### Your assignment
Set out the data from the line with "126L294 127L293 141H288ZM300" to the line with "positive clicks: (400, 316) (529, 315)", both included, as a numbered list, leaving out any blank lines.

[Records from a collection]

--------------------

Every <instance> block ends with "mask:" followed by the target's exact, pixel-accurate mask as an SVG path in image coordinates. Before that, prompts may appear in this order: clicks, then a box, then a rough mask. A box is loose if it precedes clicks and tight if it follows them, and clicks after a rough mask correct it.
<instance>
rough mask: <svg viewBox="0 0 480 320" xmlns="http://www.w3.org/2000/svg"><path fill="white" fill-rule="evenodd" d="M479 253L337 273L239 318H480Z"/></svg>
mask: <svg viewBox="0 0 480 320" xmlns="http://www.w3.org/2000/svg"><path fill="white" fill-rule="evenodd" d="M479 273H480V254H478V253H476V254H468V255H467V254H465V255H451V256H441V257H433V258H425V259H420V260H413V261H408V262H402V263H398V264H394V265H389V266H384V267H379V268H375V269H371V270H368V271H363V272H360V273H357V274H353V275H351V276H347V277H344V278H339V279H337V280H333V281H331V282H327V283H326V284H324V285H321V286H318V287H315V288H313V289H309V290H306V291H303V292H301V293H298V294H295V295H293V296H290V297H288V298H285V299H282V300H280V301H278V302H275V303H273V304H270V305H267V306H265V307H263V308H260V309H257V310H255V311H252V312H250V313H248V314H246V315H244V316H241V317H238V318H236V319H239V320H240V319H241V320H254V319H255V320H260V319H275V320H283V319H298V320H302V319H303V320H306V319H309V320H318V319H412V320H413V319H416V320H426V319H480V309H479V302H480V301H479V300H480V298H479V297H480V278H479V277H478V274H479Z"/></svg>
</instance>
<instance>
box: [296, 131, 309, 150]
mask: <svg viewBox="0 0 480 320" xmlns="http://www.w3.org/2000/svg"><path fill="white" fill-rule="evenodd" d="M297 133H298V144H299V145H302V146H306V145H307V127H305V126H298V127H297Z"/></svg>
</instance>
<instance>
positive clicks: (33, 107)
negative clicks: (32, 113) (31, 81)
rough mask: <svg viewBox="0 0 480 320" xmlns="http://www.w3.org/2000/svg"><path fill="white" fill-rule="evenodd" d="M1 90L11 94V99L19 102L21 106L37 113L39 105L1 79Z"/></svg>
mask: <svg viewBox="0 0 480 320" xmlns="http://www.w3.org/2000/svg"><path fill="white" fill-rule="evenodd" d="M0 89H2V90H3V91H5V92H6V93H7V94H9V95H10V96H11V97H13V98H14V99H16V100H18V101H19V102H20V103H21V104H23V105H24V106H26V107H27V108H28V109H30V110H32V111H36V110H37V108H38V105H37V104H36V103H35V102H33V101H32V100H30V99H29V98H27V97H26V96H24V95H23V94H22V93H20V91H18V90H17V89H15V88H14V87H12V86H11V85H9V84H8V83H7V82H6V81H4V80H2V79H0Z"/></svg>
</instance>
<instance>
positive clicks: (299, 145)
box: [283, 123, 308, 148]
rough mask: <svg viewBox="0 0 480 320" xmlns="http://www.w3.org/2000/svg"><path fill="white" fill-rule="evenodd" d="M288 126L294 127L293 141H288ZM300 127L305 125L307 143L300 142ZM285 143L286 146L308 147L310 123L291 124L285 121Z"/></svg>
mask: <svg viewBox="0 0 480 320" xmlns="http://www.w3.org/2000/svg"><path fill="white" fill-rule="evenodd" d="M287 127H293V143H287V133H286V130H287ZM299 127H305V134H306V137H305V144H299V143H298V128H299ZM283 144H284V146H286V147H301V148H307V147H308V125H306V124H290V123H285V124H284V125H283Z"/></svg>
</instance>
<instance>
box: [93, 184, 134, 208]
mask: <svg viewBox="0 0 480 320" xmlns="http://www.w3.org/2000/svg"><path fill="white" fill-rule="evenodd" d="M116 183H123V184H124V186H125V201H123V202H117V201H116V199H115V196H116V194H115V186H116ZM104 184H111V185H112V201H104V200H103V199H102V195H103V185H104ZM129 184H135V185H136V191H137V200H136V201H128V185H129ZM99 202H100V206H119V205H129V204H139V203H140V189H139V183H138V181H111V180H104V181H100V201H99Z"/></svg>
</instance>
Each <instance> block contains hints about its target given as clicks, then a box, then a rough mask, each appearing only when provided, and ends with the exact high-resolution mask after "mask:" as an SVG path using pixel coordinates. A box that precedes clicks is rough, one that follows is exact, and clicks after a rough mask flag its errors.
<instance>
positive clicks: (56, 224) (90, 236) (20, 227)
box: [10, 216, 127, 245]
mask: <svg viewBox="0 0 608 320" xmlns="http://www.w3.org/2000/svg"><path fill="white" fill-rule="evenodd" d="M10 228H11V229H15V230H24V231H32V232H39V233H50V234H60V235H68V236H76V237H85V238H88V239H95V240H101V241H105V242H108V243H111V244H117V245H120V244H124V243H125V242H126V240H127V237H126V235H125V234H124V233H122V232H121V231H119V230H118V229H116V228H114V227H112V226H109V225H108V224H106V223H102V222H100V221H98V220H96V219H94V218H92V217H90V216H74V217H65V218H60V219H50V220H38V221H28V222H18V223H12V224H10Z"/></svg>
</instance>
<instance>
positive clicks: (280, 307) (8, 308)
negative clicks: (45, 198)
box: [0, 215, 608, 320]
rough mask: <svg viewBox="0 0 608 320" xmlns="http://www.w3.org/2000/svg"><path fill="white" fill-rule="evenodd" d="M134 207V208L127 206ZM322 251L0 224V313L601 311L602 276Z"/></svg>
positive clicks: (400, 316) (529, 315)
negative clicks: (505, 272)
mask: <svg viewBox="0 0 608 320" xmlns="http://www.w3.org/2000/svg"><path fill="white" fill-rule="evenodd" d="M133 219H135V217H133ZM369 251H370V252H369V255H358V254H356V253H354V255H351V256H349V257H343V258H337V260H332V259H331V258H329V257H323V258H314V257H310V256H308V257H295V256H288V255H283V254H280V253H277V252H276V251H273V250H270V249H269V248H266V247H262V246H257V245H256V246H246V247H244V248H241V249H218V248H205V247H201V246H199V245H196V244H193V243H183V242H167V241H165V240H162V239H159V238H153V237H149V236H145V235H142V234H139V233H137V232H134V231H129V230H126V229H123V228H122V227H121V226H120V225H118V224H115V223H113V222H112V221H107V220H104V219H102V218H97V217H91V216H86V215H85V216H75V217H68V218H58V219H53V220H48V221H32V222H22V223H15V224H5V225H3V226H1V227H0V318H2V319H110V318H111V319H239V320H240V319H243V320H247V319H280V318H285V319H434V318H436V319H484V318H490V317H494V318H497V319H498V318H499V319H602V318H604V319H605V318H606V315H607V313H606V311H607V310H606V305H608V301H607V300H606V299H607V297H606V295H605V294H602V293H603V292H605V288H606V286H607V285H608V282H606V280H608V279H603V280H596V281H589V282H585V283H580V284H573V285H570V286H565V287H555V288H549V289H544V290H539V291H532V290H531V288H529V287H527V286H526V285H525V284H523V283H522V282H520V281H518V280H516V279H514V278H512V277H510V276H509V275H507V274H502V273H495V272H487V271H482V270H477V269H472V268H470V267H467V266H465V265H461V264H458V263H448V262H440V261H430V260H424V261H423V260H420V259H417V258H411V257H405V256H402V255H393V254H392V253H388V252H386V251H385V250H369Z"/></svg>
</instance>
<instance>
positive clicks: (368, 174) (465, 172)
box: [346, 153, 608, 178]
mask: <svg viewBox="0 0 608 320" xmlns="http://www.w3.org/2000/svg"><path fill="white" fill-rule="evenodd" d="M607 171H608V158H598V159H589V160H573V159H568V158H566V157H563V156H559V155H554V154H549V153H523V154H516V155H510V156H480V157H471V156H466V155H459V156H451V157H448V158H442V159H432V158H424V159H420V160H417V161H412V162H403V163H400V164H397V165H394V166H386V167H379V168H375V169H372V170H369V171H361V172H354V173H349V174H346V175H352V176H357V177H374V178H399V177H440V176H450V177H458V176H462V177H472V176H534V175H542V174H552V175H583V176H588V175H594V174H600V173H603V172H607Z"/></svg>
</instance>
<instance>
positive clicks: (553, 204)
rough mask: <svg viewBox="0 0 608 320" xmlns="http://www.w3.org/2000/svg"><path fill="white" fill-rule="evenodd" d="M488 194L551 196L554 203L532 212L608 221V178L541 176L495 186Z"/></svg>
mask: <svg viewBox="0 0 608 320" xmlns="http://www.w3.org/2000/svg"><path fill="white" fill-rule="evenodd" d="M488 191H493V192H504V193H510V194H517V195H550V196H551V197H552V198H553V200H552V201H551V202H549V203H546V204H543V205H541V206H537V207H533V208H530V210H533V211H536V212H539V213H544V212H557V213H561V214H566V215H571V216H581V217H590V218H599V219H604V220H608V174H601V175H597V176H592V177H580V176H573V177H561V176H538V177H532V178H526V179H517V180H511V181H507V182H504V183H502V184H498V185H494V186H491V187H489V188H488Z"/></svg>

--------------------

### Exercise result
1. rough mask: <svg viewBox="0 0 480 320" xmlns="http://www.w3.org/2000/svg"><path fill="white" fill-rule="evenodd" d="M288 126L294 127L293 141H288ZM300 127L305 125L307 143L300 142ZM285 143L286 146L308 147L310 123L291 124L285 121Z"/></svg>
2. mask: <svg viewBox="0 0 480 320" xmlns="http://www.w3.org/2000/svg"><path fill="white" fill-rule="evenodd" d="M287 127H293V143H287V133H286V130H287ZM299 127H305V134H306V137H305V144H299V143H298V128H299ZM283 144H284V146H286V147H301V148H307V147H308V125H306V124H290V123H285V124H284V125H283Z"/></svg>
3. </instance>
4. <instance>
5. box: [93, 184, 134, 208]
6. mask: <svg viewBox="0 0 480 320" xmlns="http://www.w3.org/2000/svg"><path fill="white" fill-rule="evenodd" d="M116 183H123V184H124V186H125V201H123V202H117V201H116V199H115V196H116V194H115V186H116ZM104 184H111V185H112V201H104V200H103V199H102V195H103V185H104ZM129 184H135V185H136V191H137V200H136V201H128V185H129ZM99 202H100V206H119V205H129V204H139V203H140V189H139V183H138V181H111V180H104V181H100V201H99Z"/></svg>
7. </instance>
8. Each <instance> block contains hints about its target given as clicks, then a box, then a rough mask, each appearing only when provided, and ends with the exact high-resolution mask after "mask:" as an SVG path using pixel coordinates. A box that precedes clicks is rough, one that follows is exact, and clicks after a rough mask flag its errors.
9. <instance>
10. positive clicks: (56, 224) (90, 236) (20, 227)
11. box: [10, 216, 127, 245]
12. mask: <svg viewBox="0 0 608 320" xmlns="http://www.w3.org/2000/svg"><path fill="white" fill-rule="evenodd" d="M10 228H11V229H15V230H24V231H32V232H39V233H50V234H60V235H68V236H76V237H85V238H88V239H95V240H101V241H105V242H108V243H111V244H117V245H120V244H124V243H125V242H126V240H127V237H126V235H125V234H124V233H122V232H121V231H119V230H118V229H116V228H114V227H112V226H109V225H108V224H106V223H102V222H100V221H98V220H96V219H94V218H92V217H90V216H74V217H65V218H60V219H50V220H38V221H28V222H18V223H12V224H10Z"/></svg>
13. </instance>
14. <instance>
15. positive clicks: (280, 307) (8, 308)
16. negative clicks: (45, 198)
17. box: [0, 215, 608, 320]
18. rough mask: <svg viewBox="0 0 608 320" xmlns="http://www.w3.org/2000/svg"><path fill="white" fill-rule="evenodd" d="M134 207V208L127 206ZM322 251L0 224V313L601 311L602 276Z"/></svg>
19. positive clicks: (400, 316) (529, 315)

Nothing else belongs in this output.